> DOCUMENT PASSAGE
I've been including my phone # in my audition file names for a long time, it's an excellent idea that I often share with others. I typically use TomTest_phonenumber_ClientName. Your example has the client name in the front. Do you think there is any advantage or disadvantage to whichever order one uses?

I'd expect that the listener will probably have a separate folder to hold all the auditions. If that is the case, I would think that putting your name FIRST would make it easier to find you.

Maybe this isn't a big deal either way, but anything I can do to make my client's job a little easier will give me an advantage. (By the way, something I've found that a lot of talent miss is to put their names in the file name for invoices. I sometimes am in a position to subcontract talent for a project, and I'll assemble the invoices myself and present one invoice to my client for all the talent services. It was frustrating to get an invoice named something like "GE_Invoice312" because I'd have NO idea who it was from unless I opened it, and I'd have to rename it myself. Lesson: make SURE you include your name on your invoices!)

> DATA PROVIDED

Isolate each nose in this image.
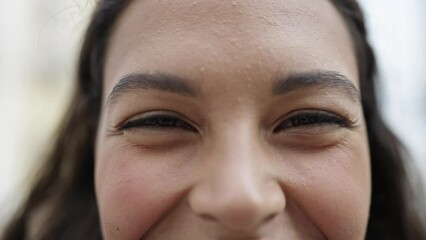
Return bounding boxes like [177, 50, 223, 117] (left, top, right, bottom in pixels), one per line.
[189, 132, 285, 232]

==

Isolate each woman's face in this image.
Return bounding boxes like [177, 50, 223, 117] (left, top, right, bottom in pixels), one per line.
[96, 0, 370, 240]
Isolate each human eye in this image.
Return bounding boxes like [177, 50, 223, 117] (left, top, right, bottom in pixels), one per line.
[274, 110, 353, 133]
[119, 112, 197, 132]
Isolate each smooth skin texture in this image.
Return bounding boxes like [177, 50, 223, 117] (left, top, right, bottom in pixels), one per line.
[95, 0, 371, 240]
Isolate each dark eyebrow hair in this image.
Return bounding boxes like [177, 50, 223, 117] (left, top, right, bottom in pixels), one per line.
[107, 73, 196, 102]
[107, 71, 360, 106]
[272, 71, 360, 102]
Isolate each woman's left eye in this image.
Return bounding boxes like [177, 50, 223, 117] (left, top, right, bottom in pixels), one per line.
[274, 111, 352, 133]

* * *

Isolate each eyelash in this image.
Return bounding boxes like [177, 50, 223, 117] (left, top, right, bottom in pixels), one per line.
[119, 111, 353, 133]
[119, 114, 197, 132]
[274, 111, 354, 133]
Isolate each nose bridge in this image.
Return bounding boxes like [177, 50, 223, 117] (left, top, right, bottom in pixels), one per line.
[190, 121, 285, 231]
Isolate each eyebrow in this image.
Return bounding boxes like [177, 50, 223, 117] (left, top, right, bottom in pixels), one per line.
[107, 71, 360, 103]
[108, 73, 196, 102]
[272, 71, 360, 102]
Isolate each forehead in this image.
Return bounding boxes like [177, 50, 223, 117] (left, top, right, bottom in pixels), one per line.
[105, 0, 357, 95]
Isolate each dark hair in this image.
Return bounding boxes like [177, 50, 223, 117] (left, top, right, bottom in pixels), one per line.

> EXERCISES TO COMPLETE
1. Rewrite the post on audition file names, starting at the words "I'd expect that" and ending after "to find you.", and replace "listener" with "casting director".
2. Answer these questions from the post on audition file names:
(a) What file name format does the writer typically use?
(b) Where does the writer expect the listener to keep all the auditions?
(c) What invoice file name does the writer give as a frustrating case?
3. List the parts of the file name format that the writer of the post on audition file names typically uses, in order.
The material comes from a different source than the text.

> RESULTS IN ORDER
1.
I'd expect that the casting director will probably have a separate folder to hold all the auditions. If that is the case, I would think that putting your name FIRST would make it easier to find you.

2.
(a) TomTest_phonenumber_ClientName
(b) In a separate folder
(c) "GE_Invoice312"

3.
- TomTest
- phone number
- client name